The exercise
Exactly as they appear, copy the lines of the listing from the one containing "Where can you see the black tracksuit" through the final line, both included, and nothing else.

[Coordinate labeling data]
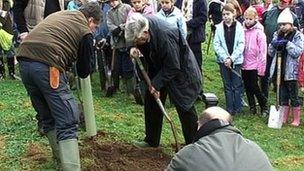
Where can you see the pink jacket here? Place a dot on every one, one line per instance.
(255, 49)
(301, 71)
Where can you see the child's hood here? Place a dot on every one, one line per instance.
(258, 26)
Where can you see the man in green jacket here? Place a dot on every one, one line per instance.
(44, 55)
(219, 146)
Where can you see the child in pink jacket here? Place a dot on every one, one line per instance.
(254, 60)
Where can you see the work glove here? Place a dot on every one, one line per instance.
(116, 31)
(101, 43)
(279, 44)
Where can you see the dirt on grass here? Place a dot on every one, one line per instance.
(36, 154)
(109, 155)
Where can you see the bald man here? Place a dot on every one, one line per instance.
(219, 146)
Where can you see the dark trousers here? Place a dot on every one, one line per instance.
(289, 91)
(250, 78)
(56, 108)
(233, 87)
(265, 79)
(154, 120)
(197, 51)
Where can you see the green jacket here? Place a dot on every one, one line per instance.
(223, 149)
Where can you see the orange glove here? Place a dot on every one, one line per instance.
(54, 77)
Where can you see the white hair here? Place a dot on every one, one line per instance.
(135, 26)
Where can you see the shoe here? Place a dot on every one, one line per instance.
(69, 155)
(51, 136)
(141, 144)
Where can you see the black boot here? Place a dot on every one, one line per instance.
(251, 101)
(2, 69)
(11, 67)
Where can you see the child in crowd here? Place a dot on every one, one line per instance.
(215, 12)
(267, 5)
(142, 7)
(258, 5)
(238, 9)
(116, 19)
(290, 43)
(172, 15)
(254, 60)
(229, 44)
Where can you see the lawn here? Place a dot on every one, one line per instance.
(123, 121)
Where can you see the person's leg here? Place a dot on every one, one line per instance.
(284, 101)
(294, 102)
(2, 68)
(254, 86)
(246, 75)
(237, 89)
(265, 79)
(226, 78)
(153, 118)
(63, 110)
(197, 51)
(128, 73)
(188, 121)
(44, 117)
(101, 59)
(11, 62)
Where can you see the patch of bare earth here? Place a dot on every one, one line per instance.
(109, 155)
(35, 154)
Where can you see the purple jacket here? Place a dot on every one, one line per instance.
(255, 49)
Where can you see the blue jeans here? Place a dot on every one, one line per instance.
(56, 108)
(232, 87)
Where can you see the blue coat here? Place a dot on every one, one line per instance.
(197, 24)
(220, 47)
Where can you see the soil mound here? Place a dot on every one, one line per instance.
(109, 155)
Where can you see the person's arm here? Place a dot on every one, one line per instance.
(296, 47)
(181, 23)
(86, 59)
(201, 18)
(19, 18)
(262, 53)
(218, 45)
(239, 32)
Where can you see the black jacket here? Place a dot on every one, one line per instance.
(198, 21)
(171, 63)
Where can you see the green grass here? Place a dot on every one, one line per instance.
(123, 121)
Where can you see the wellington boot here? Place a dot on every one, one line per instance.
(285, 114)
(11, 67)
(69, 155)
(296, 116)
(130, 85)
(51, 135)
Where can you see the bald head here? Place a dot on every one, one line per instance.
(214, 113)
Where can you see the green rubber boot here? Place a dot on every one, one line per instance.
(69, 155)
(51, 136)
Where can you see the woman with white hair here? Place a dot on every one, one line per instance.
(172, 68)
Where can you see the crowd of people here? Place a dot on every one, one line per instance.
(58, 36)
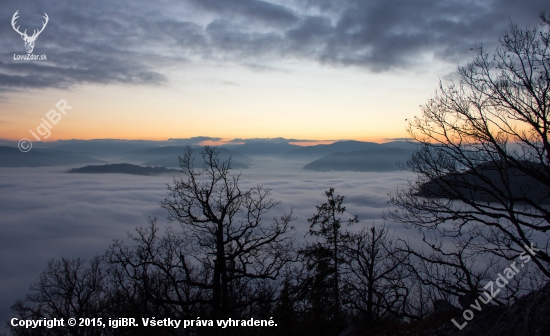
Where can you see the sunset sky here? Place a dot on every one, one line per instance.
(300, 69)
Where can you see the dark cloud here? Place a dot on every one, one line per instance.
(127, 42)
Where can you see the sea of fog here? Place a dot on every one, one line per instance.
(47, 213)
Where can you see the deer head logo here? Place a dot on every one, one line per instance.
(29, 40)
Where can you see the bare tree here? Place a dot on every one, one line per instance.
(228, 237)
(376, 279)
(484, 162)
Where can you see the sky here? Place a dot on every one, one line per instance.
(301, 69)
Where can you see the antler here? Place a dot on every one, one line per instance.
(36, 33)
(15, 17)
(43, 26)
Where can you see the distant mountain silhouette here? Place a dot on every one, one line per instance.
(318, 151)
(489, 182)
(260, 148)
(13, 157)
(158, 157)
(374, 160)
(123, 168)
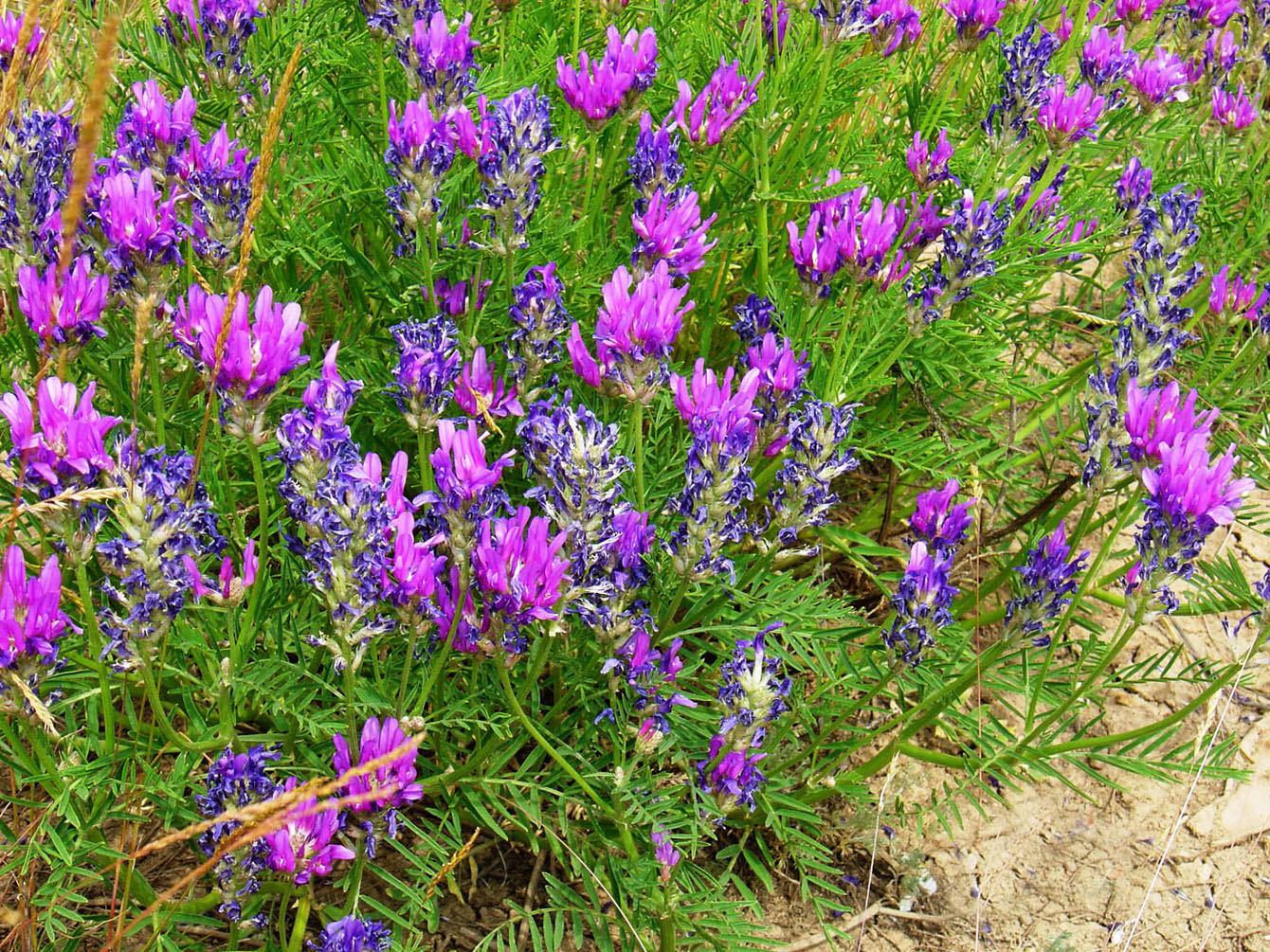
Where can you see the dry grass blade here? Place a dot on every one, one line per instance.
(13, 78)
(272, 129)
(89, 136)
(460, 854)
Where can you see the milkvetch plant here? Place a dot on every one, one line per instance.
(626, 432)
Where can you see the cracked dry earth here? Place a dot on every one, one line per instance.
(1067, 869)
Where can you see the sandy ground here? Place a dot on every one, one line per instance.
(1064, 869)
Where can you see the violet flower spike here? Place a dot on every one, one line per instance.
(717, 107)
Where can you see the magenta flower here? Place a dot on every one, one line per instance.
(230, 586)
(441, 63)
(30, 620)
(1160, 79)
(1154, 418)
(929, 164)
(598, 89)
(940, 523)
(671, 230)
(713, 410)
(1237, 297)
(519, 571)
(66, 310)
(634, 334)
(460, 465)
(717, 108)
(389, 786)
(69, 446)
(258, 351)
(10, 25)
(897, 25)
(975, 19)
(1068, 118)
(479, 394)
(1233, 112)
(303, 846)
(1136, 10)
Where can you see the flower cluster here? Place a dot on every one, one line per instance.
(343, 512)
(515, 136)
(254, 355)
(1048, 579)
(598, 89)
(163, 515)
(753, 693)
(32, 623)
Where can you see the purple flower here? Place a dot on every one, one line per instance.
(1239, 297)
(717, 108)
(667, 855)
(1154, 418)
(1048, 584)
(1067, 118)
(1233, 112)
(342, 511)
(519, 571)
(10, 26)
(573, 458)
(67, 450)
(426, 368)
(930, 165)
(975, 19)
(598, 89)
(818, 455)
(921, 603)
(235, 781)
(634, 335)
(220, 28)
(1135, 10)
(163, 515)
(515, 136)
(1188, 496)
(30, 627)
(1106, 59)
(256, 353)
(352, 934)
(669, 228)
(440, 63)
(389, 786)
(33, 184)
(656, 161)
(479, 394)
(64, 309)
(753, 693)
(303, 846)
(140, 227)
(937, 522)
(897, 25)
(540, 323)
(1160, 79)
(153, 131)
(1024, 84)
(217, 174)
(422, 148)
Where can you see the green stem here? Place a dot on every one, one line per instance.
(156, 388)
(298, 929)
(531, 728)
(638, 436)
(94, 644)
(160, 712)
(351, 711)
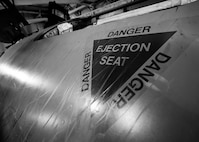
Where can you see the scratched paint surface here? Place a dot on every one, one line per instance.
(73, 88)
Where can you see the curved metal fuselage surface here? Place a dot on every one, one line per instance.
(134, 79)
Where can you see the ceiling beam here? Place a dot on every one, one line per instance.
(35, 2)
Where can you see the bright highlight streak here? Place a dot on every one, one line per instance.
(20, 75)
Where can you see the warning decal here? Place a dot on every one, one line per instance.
(115, 60)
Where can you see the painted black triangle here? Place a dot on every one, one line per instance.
(107, 79)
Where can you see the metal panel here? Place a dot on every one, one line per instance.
(130, 80)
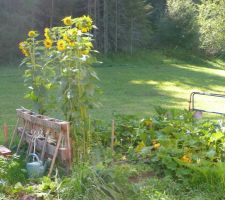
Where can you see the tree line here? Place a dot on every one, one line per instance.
(122, 25)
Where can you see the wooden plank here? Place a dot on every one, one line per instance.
(4, 151)
(55, 154)
(14, 132)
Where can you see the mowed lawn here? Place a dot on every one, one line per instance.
(133, 85)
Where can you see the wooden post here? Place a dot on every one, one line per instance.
(68, 145)
(6, 133)
(21, 138)
(14, 132)
(55, 154)
(113, 135)
(45, 143)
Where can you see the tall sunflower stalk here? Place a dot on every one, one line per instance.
(65, 59)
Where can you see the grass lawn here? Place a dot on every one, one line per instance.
(133, 84)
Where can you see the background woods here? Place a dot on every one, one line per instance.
(123, 25)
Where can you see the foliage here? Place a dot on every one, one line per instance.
(178, 26)
(211, 23)
(175, 144)
(12, 170)
(59, 67)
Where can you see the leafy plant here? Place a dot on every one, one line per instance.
(59, 69)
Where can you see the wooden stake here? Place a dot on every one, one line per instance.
(113, 135)
(14, 132)
(69, 145)
(21, 138)
(55, 154)
(6, 133)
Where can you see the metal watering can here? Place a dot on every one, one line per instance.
(35, 166)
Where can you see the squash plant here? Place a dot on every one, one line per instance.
(59, 75)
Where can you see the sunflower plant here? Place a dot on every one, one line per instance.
(61, 62)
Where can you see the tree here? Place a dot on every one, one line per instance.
(178, 27)
(212, 26)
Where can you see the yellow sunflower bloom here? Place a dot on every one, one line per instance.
(48, 43)
(31, 33)
(67, 21)
(85, 24)
(66, 38)
(22, 47)
(72, 43)
(61, 45)
(72, 32)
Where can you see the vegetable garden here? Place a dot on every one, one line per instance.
(131, 158)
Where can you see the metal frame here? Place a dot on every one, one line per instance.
(192, 101)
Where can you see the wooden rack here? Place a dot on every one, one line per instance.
(54, 142)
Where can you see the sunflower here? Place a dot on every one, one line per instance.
(22, 47)
(84, 30)
(66, 38)
(31, 33)
(72, 43)
(72, 32)
(85, 24)
(61, 45)
(67, 21)
(48, 43)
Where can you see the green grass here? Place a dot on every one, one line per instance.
(132, 84)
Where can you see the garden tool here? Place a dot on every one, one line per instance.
(35, 166)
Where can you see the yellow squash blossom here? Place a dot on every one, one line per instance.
(31, 33)
(72, 43)
(61, 45)
(22, 47)
(48, 43)
(67, 21)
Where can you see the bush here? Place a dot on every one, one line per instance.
(212, 26)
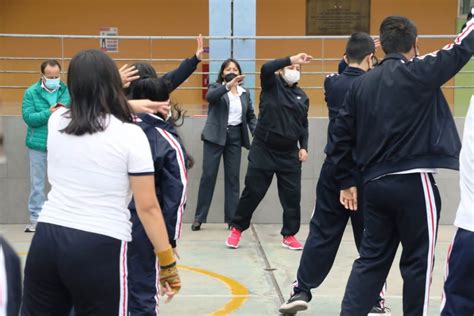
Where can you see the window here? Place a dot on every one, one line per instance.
(464, 6)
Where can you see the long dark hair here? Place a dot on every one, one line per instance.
(144, 71)
(158, 89)
(220, 77)
(96, 90)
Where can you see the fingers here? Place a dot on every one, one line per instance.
(168, 292)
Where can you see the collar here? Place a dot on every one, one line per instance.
(353, 71)
(393, 56)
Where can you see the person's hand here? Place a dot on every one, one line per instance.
(127, 75)
(470, 15)
(200, 47)
(176, 254)
(348, 198)
(302, 154)
(235, 82)
(169, 277)
(148, 106)
(168, 292)
(301, 58)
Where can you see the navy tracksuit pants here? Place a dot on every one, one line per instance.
(398, 209)
(143, 272)
(458, 294)
(10, 280)
(326, 229)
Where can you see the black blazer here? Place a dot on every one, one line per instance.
(215, 130)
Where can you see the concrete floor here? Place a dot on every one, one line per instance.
(253, 279)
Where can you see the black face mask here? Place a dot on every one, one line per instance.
(229, 77)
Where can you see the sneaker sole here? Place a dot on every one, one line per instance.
(289, 247)
(294, 307)
(231, 246)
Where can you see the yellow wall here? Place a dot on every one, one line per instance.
(189, 17)
(283, 17)
(137, 17)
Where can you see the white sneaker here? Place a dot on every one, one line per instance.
(31, 228)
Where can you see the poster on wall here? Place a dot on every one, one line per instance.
(106, 44)
(337, 17)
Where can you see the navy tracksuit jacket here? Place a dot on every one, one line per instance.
(396, 120)
(170, 162)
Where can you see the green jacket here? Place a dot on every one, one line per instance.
(36, 112)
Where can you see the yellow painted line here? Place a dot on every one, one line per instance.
(238, 291)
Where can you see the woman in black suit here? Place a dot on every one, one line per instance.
(230, 113)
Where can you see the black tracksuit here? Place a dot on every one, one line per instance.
(10, 279)
(329, 217)
(396, 119)
(282, 123)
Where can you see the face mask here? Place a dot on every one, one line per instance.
(291, 76)
(229, 77)
(52, 84)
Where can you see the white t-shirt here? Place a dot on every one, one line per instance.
(235, 107)
(89, 175)
(465, 214)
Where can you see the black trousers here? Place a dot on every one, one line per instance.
(257, 182)
(397, 209)
(210, 167)
(10, 279)
(326, 229)
(458, 294)
(68, 268)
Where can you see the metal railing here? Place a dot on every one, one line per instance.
(324, 58)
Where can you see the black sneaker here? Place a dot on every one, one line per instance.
(379, 310)
(296, 303)
(196, 226)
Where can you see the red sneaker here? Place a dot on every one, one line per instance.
(233, 240)
(292, 243)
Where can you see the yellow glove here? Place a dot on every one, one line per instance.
(168, 270)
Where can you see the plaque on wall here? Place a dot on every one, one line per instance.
(337, 17)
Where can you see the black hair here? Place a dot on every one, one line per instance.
(144, 71)
(220, 77)
(96, 90)
(359, 46)
(49, 62)
(397, 34)
(158, 89)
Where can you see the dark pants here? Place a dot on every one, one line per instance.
(258, 180)
(210, 166)
(66, 267)
(143, 274)
(10, 279)
(326, 229)
(397, 209)
(458, 295)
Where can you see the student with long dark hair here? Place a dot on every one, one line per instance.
(230, 115)
(171, 161)
(279, 147)
(96, 159)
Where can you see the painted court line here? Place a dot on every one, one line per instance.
(239, 292)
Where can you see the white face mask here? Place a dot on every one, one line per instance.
(291, 76)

Completed exercise
Where can you see the black tracksuit here? Place a dot on every one, one line per instance.
(10, 279)
(329, 217)
(396, 119)
(282, 123)
Where can you see the face mask here? Place a dot on every one, one line per instance.
(291, 76)
(229, 77)
(52, 84)
Where can you see the white t-shirt here? Place a dot on every one, one line per instance.
(235, 107)
(89, 175)
(465, 214)
Where can you see the black trousers here? Place a dot on every one, one line per instance.
(257, 182)
(397, 209)
(210, 167)
(10, 279)
(326, 229)
(458, 294)
(68, 268)
Where can you see the metal railing here? Place a dot on every one, one line per instance.
(324, 58)
Where can you see the black sneaker here? Place a dot on every one, one line per instance.
(379, 310)
(296, 303)
(196, 226)
Where can you see the red sneaker here? Place a dot on every one, one line per instance.
(233, 240)
(292, 243)
Where can you see the yellow glove here? Place a dot on every one, one line per instance.
(168, 270)
Where can you see the plaque on wall here? Place a dot on every one, one line per instance.
(337, 17)
Where can you see the black hair here? Place a dot on every one, one line per instance.
(144, 71)
(220, 77)
(96, 90)
(359, 46)
(49, 62)
(397, 34)
(158, 89)
Where can you see the dark pants here? Place a dot on every one, one line per instance.
(258, 180)
(210, 166)
(66, 267)
(143, 274)
(10, 279)
(326, 229)
(397, 209)
(458, 295)
Where can you see the student with long dark hair here? Place a dot on every one, one line per instance.
(230, 115)
(171, 161)
(279, 147)
(96, 159)
Where can you see the painted court line here? Place a dot on every one, one line per instance.
(239, 292)
Where can you see the white face mask here? Place a dot on every one, one line per instance.
(291, 76)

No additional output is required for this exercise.